Stated problem -> Reproduce the complete listing without any deviation.

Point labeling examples
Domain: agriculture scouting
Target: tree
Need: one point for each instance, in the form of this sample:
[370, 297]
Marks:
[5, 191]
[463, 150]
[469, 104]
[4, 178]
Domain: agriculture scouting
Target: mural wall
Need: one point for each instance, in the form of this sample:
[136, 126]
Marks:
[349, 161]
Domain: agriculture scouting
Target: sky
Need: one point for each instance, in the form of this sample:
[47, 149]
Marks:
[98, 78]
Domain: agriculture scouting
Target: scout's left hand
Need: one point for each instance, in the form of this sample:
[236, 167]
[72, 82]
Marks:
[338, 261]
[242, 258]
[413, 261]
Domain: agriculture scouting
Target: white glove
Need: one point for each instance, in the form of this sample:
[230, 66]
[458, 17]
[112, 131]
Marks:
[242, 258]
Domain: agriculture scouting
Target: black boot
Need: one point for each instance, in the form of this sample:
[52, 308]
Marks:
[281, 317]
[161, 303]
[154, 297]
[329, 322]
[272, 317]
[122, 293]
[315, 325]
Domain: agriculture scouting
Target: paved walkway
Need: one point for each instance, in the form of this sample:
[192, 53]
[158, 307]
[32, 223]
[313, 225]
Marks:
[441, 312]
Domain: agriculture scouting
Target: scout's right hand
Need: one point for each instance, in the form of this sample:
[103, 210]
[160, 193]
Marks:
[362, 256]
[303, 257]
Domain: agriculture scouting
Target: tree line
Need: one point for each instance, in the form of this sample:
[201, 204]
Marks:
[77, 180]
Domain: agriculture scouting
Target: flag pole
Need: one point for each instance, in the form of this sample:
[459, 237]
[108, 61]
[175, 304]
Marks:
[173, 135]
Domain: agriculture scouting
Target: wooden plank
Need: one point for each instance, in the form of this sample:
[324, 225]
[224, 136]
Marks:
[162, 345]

In response ->
Domain: agriculture scouting
Target: tree
Need: one point for each instance, in the form of this sample:
[370, 297]
Marks:
[5, 191]
[463, 150]
[469, 104]
[4, 178]
Domain: agriculture scouting
Target: mural wall
Need: one point for each instance, in the form of this sample:
[136, 126]
Marks:
[349, 161]
Domain: agriculture scouting
Target: sky
Need: one point for each instance, in the form of this sample:
[47, 149]
Marks:
[98, 78]
Domain: agriculture scouting
Target: scout's left hand
Need: one point for each instance, in the form of this sample:
[236, 167]
[72, 82]
Marks:
[338, 261]
[242, 258]
[413, 261]
Domain: agriculture scouting
Target: white glove
Need: one point for each instance, in the form of this sample:
[230, 66]
[458, 17]
[112, 131]
Marks:
[242, 258]
Domain: agriculture scouting
Target: black boot
Need: one point for each instance, in the form of this sample:
[52, 308]
Marks:
[281, 317]
[161, 303]
[154, 297]
[329, 322]
[272, 317]
[122, 293]
[315, 325]
Domain: agriculture scouting
Target: paved walkway
Need: one point for each instance, in the form of this sample:
[192, 53]
[158, 307]
[32, 223]
[313, 225]
Marks:
[441, 312]
Domain: agriculture scouting
Target: scout's right hand
Need: one point for each instance, in the form of this sample:
[103, 210]
[160, 193]
Marks:
[362, 256]
[303, 257]
Domain: agriculture scouting
Target: tree line
Need: one point for each instance, in the form of this sample:
[201, 204]
Marks:
[77, 180]
Domain: agriculture scouting
Target: flag pole
Need: one point for each instance, in the form of this sample:
[459, 237]
[108, 61]
[175, 304]
Marks:
[173, 135]
Domain: agriculture scouting
Target: wooden plank
Need: one point for each instance, in the form of this sample:
[324, 225]
[224, 136]
Marks:
[162, 345]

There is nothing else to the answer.